Set task
Rewrite the material below, replacing "soccer ball" with "football" and leaving everything else unchanged.

Data for this task
________________________________________

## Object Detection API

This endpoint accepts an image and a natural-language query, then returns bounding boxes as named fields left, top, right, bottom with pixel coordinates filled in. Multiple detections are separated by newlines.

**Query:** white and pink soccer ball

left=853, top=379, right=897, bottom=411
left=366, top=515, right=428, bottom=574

________________________________________

Result of this task
## Object Detection API

This endpoint accepts an image and a natural-language query, then returns bounding boxes as named fields left, top, right, bottom with pixel coordinates filled in. Multiple detections are separated by newlines.

**Query:** white and pink football

left=853, top=379, right=897, bottom=411
left=366, top=515, right=428, bottom=574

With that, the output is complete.